> [Work required] Determine how many lines of the listing below hold the string "rise". Reply only with the number.

> [Raw data]

*** Block opens ***

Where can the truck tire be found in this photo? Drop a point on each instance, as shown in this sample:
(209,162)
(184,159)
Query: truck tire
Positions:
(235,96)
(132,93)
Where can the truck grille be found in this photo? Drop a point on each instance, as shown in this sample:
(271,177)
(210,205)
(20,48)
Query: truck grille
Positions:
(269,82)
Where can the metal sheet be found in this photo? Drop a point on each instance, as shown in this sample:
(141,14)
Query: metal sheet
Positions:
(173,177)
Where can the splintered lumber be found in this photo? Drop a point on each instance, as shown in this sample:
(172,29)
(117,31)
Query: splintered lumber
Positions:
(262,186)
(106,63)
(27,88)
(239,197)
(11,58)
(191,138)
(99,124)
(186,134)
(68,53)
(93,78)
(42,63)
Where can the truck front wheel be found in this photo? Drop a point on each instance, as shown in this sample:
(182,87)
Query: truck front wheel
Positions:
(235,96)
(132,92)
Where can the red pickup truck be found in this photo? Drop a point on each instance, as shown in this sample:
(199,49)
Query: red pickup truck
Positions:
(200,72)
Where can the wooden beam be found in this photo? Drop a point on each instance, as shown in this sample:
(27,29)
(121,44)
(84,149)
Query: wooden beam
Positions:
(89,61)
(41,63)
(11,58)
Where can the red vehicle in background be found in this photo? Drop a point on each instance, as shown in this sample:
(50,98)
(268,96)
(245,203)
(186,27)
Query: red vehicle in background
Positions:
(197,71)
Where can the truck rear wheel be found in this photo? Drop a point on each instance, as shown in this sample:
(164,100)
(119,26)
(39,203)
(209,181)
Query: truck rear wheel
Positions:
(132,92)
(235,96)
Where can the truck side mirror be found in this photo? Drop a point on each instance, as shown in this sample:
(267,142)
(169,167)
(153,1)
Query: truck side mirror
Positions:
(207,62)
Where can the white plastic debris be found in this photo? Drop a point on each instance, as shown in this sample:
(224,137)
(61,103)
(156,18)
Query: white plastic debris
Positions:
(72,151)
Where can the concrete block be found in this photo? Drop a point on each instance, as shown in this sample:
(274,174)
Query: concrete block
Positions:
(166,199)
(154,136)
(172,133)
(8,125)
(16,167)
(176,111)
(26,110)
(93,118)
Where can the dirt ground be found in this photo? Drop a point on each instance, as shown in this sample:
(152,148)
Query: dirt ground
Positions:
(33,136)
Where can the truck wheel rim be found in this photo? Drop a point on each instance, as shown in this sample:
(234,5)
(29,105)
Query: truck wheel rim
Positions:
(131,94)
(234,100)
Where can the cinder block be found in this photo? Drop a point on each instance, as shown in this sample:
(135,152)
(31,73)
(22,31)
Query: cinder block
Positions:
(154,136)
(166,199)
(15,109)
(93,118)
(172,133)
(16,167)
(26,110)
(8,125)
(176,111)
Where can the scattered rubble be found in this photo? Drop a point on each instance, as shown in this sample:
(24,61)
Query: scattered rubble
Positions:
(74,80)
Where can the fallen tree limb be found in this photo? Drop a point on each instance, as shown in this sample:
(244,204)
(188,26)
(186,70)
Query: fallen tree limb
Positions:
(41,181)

*** Block closes ***
*** Block opens ***

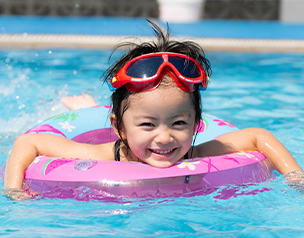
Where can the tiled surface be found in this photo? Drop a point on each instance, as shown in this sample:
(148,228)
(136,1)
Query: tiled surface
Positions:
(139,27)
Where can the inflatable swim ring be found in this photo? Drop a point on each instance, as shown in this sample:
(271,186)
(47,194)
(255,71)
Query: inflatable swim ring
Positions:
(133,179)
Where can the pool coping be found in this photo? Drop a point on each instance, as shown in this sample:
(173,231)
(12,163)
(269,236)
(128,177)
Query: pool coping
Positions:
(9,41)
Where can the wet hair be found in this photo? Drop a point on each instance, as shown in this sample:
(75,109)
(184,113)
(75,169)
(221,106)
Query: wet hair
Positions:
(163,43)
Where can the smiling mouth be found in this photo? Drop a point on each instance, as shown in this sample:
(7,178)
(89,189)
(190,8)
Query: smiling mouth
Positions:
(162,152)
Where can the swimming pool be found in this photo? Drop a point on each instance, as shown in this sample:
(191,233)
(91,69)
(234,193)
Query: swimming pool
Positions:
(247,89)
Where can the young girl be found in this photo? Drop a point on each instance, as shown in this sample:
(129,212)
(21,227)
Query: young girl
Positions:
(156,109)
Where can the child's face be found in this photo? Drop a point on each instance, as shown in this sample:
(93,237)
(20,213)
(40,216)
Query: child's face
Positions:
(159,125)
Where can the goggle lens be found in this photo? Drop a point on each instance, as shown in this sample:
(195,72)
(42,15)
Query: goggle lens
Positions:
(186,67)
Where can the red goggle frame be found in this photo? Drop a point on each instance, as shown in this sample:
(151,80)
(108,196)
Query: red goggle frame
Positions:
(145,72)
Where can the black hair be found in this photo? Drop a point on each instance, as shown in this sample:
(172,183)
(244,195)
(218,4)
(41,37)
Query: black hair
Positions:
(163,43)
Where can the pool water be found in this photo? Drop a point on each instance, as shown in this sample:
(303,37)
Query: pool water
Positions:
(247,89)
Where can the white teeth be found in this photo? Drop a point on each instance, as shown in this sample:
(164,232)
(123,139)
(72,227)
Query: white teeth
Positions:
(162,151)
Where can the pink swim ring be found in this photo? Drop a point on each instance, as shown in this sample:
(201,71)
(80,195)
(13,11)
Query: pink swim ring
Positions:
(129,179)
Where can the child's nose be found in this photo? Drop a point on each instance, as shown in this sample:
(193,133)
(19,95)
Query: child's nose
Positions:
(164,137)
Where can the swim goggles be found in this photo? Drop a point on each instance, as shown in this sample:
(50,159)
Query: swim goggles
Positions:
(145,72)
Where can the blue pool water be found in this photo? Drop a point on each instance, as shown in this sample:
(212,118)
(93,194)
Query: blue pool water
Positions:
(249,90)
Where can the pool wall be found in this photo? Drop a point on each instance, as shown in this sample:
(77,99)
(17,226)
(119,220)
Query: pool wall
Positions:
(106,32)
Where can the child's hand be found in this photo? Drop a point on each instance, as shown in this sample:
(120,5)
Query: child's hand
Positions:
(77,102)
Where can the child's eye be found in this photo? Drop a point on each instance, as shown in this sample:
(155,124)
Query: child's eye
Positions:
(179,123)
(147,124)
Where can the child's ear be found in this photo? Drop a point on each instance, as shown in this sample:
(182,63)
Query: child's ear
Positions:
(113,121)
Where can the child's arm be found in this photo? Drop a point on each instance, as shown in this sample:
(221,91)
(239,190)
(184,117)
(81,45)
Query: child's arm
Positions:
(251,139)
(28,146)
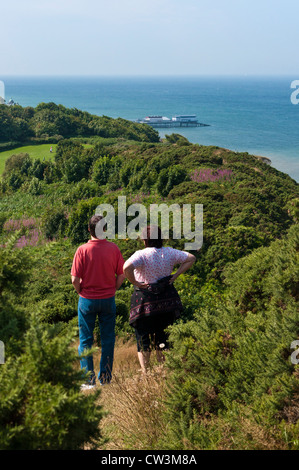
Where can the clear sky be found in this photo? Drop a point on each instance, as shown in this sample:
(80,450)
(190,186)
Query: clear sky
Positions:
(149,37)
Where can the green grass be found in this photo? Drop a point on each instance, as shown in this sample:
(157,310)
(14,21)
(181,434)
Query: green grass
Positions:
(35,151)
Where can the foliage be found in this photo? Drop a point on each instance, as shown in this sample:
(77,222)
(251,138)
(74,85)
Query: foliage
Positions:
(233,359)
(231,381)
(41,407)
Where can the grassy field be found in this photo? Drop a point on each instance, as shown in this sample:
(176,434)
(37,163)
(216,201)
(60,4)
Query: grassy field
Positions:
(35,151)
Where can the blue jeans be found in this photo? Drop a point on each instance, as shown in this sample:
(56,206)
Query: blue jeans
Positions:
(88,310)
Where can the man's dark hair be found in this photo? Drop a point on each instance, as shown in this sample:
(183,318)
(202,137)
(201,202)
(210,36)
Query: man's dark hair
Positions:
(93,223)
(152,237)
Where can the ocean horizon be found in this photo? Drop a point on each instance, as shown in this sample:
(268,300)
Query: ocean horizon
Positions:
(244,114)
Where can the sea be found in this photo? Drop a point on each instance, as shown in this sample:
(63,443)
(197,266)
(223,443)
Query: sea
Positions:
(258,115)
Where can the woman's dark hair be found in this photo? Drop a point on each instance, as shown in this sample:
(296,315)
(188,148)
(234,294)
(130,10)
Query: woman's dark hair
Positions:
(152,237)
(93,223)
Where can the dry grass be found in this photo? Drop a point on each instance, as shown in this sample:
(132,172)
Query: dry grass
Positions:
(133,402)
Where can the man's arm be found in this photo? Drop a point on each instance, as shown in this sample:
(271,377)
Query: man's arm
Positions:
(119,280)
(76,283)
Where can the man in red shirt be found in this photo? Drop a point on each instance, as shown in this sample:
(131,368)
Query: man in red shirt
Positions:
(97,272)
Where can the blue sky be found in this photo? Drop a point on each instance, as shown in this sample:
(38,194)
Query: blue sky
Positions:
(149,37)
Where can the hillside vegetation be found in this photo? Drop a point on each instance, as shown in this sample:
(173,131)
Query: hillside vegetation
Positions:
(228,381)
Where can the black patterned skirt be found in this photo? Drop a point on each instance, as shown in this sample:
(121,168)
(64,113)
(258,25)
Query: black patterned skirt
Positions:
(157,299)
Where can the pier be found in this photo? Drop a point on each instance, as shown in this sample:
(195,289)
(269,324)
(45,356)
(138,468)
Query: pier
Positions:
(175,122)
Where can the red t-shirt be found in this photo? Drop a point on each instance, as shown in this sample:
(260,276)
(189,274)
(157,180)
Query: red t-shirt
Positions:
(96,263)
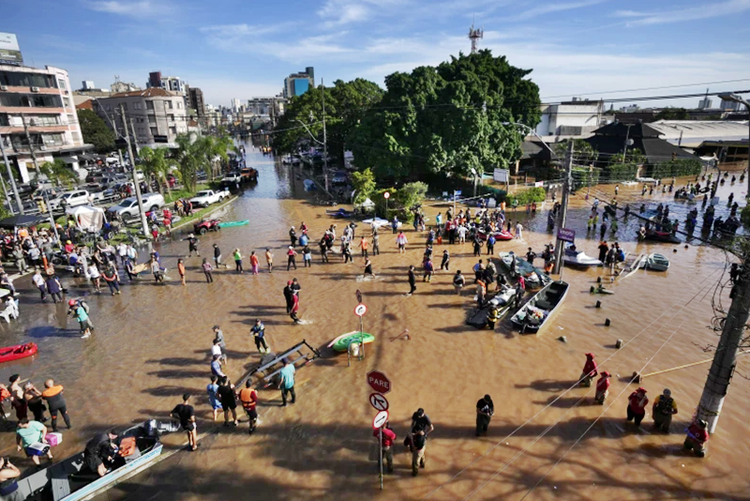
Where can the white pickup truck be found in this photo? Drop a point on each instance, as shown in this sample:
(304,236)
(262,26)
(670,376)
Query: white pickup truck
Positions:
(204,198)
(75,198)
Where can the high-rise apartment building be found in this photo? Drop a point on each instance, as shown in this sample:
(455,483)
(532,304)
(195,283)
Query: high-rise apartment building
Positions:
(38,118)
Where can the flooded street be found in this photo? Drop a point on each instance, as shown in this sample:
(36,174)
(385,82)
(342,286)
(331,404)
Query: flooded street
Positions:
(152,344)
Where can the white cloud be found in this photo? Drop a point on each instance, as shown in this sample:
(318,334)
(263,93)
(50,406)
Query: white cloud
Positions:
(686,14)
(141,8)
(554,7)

*** Block closes ***

> [Exercise solution] 2